▶ _WORK REQUIRED_: Can you copy the lines from the one that contains "Pick out the picnic" through the end of the material below, exactly and with nothing else?

:: RECORDS SUPPLIED

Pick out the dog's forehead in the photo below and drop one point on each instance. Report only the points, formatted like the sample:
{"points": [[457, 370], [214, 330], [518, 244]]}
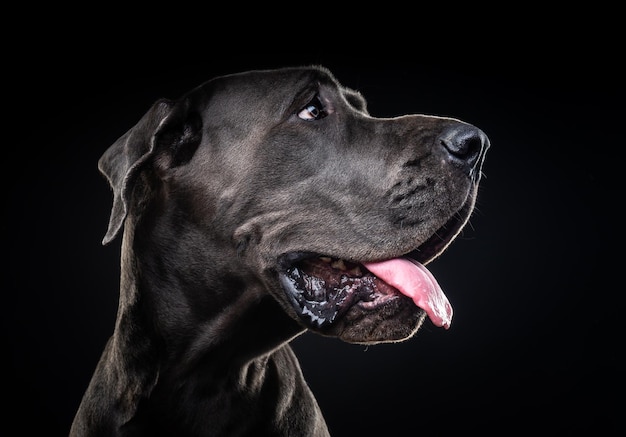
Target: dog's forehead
{"points": [[277, 87]]}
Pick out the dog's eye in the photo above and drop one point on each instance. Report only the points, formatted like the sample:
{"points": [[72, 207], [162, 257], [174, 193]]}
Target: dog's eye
{"points": [[314, 110]]}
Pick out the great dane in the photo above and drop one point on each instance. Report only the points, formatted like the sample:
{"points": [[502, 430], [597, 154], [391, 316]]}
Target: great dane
{"points": [[258, 206]]}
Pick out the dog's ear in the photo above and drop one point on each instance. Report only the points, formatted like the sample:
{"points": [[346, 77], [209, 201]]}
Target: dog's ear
{"points": [[122, 161]]}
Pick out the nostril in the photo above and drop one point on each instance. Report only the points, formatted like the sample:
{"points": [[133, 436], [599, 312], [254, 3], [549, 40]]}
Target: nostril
{"points": [[465, 144]]}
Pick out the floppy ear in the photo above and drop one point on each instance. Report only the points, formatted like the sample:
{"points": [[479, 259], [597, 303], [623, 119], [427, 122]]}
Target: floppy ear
{"points": [[123, 160]]}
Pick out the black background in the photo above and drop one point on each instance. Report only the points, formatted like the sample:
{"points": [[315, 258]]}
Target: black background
{"points": [[534, 343]]}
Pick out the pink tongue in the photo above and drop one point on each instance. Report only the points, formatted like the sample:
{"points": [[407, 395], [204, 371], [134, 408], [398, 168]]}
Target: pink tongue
{"points": [[415, 281]]}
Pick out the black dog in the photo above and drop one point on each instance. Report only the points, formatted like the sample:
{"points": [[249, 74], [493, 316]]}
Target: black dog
{"points": [[257, 206]]}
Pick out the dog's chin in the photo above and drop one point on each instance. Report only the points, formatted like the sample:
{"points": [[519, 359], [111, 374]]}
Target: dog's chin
{"points": [[341, 299]]}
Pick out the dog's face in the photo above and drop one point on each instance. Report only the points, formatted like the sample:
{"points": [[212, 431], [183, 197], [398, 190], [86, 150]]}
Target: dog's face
{"points": [[311, 196]]}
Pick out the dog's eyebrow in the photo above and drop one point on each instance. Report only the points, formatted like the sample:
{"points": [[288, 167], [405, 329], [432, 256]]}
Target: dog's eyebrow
{"points": [[355, 99]]}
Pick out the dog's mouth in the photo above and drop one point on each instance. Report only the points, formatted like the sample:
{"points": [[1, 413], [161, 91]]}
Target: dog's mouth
{"points": [[323, 288]]}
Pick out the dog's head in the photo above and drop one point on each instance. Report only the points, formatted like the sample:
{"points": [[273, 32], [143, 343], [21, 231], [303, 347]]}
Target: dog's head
{"points": [[283, 178]]}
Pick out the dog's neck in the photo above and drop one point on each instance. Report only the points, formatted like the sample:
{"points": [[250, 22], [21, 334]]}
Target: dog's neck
{"points": [[191, 330]]}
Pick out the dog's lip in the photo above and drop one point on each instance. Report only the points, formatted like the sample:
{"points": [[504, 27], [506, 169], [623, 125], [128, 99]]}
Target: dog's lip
{"points": [[323, 288], [389, 278]]}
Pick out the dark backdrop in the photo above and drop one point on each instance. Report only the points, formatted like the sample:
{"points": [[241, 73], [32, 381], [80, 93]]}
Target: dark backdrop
{"points": [[534, 341]]}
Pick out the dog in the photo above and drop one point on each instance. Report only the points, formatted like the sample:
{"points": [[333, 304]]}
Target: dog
{"points": [[257, 206]]}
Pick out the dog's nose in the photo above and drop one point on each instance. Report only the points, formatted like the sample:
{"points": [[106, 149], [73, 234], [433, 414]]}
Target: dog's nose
{"points": [[465, 145]]}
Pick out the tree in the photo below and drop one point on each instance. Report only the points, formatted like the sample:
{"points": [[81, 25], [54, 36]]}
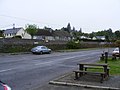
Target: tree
{"points": [[68, 27], [31, 29], [117, 34]]}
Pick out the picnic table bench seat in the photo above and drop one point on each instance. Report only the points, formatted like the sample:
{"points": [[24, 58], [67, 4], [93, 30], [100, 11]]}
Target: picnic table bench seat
{"points": [[79, 73]]}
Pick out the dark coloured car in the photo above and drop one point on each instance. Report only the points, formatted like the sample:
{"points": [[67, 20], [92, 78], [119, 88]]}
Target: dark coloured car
{"points": [[4, 86], [40, 50]]}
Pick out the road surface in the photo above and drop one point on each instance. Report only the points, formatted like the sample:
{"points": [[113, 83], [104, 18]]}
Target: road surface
{"points": [[28, 71]]}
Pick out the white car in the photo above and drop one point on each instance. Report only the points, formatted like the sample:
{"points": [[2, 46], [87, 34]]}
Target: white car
{"points": [[40, 50], [115, 52]]}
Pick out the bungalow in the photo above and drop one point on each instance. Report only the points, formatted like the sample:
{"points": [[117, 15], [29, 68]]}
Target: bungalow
{"points": [[16, 32], [48, 35], [43, 34], [61, 35], [99, 38]]}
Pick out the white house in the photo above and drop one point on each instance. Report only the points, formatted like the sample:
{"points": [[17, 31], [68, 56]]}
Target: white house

::::

▶ _CORRECT ANSWER_:
Pick out the picnic table bench seat in the photo above and drop one point on each instance. Report only the points, formatted like the sample:
{"points": [[24, 58], [67, 4], [93, 30], [100, 11]]}
Target: picnic table bench seat
{"points": [[79, 73]]}
Pick out the dark coloured car in the photo above and drop one point on each instance. Report only the points, formatted like the sample:
{"points": [[67, 20], [92, 78], [119, 88]]}
Target: dark coloured car
{"points": [[4, 86], [40, 50]]}
Pick out the road surface in the photo above and drop one point on each instance. Report only the points, formatted like the sample:
{"points": [[113, 83], [104, 18]]}
Target: road surface
{"points": [[28, 71]]}
Pick out the white car in the photo above and drop one point on each instance. Report only the points, formatted like the sample:
{"points": [[2, 46], [87, 34]]}
Target: white car
{"points": [[40, 50], [115, 52]]}
Pick out the bungalow in the photo above and drop one point on each instance. Report only the points, formatted like the sample:
{"points": [[117, 15], [29, 68]]}
Target: bungalow
{"points": [[16, 32], [48, 35], [43, 34], [61, 35], [99, 38]]}
Pick out the white house in the photo above and drop one point on each instance. Report only the points, formatted like the sample:
{"points": [[17, 31], [68, 56]]}
Target: white house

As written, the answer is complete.